### [EXTRACTED TEXT]
◆ ◆ ◆ ◆ ◆ ◆ ◆

CORRESP 1 filename1.htm

 

 

April 17, 2017

 

Mr. H. Roger Schwall

Assistant Director

Office of Natural Resources

United States Securities and Exchange Commission

Division of Corporation Finance

100 F Street, N.E.

Washington, D.C.  20549-3561

 

Re:                             Select Energy Services, Inc.

Amendment No. 3 to Registration Statement on Form S-1

Filed April 12, 2017

File No. 333-216404

 

Ladies and Gentlemen:

 

Set forth below are the responses of Select Energy Services, Inc. (the “Company,” “we,” “us,” or “our”) to oral comments received on April 14, 2017 from the staff of the Division of Corporation Finance (the “Staff”) of the Securities and Exchange Commission (the “Commission”) with respect to Amendment No. 3 to the Registration Statement on Form S-1, File No 333-216404, filed with the Commission on April 12, 2017 (the “Registration Statement”).

 

For your convenience, each response is prefaced by the substance of the Staff’s oral comment in bold, italicized text. Capitalized terms used herein but not defined have the meanings ascribed to such terms in the Registration Statement.

◆ ◆ ◆ ◆ ◆ ◆ ◆

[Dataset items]
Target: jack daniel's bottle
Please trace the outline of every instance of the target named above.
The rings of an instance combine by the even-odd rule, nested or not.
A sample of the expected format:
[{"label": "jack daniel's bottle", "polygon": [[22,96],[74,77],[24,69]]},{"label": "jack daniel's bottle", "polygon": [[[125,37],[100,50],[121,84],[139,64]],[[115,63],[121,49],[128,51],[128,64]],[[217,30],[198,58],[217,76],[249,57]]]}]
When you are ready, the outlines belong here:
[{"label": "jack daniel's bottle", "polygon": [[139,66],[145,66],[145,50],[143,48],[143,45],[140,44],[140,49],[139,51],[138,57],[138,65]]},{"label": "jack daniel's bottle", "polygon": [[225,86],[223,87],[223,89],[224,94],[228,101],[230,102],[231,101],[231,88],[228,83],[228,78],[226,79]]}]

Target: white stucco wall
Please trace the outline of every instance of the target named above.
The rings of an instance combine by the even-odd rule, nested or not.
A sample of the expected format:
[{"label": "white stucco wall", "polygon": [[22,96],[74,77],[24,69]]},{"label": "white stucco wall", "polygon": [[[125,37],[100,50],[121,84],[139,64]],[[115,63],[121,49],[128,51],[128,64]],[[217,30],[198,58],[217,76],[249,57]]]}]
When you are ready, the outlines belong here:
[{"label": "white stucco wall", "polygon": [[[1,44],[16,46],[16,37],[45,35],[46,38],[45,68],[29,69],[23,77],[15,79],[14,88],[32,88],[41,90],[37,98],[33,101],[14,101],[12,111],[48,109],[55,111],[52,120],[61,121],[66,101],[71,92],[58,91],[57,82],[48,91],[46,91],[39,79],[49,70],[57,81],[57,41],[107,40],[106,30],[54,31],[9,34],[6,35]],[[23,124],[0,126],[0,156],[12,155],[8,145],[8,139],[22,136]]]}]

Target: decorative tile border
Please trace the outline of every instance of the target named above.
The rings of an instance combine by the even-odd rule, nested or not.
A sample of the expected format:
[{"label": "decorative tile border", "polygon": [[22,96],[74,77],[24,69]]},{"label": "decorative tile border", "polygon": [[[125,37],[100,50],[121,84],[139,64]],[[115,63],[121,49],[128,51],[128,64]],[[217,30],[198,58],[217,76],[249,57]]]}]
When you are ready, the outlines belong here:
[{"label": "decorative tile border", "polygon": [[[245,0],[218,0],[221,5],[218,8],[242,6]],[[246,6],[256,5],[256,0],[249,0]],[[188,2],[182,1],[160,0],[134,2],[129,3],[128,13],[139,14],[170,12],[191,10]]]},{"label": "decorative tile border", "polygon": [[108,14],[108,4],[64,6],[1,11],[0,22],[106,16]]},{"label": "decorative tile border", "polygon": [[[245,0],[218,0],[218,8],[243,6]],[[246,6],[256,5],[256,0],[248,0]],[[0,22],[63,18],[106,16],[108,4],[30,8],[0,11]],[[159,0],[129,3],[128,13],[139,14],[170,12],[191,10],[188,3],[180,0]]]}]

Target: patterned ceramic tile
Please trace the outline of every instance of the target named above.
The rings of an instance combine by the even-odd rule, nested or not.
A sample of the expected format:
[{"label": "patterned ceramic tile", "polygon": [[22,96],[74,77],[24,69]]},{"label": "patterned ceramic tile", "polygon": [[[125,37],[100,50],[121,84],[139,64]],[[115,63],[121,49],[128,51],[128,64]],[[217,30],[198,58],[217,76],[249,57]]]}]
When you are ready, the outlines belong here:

◆ ◆ ◆ ◆ ◆ ◆ ◆

### [SHORT TASK 1]
Summarize the letter in two sentences.
### [SHORT TASK 2]
Answer these questions about the letter, one answer per line:
(a) Who is the letter addressed to, and what is that person's title?
(b) What file number does the letter give for the Registration Statement?
(c) In what kind of text does the letter present the substance of each staff comment?

### [CORRECT RESPONSE 1]
In a letter dated April 17, 2017, Select Energy Services, Inc. responds to oral comments received on April 14, 2017 from the staff of the Securities and Exchange Commission's Division of Corporation Finance about Amendment No. 3 to its Registration Statement on Form S-1, filed April 12, 2017. Each response is prefaced by the substance of the staff's oral comment in bold, italicized text.

### [CORRECT RESPONSE 2]
(a) Mr. H. Roger Schwall, Assistant Director.
(b) File No. 333-216404.
(c) In bold, italicized text.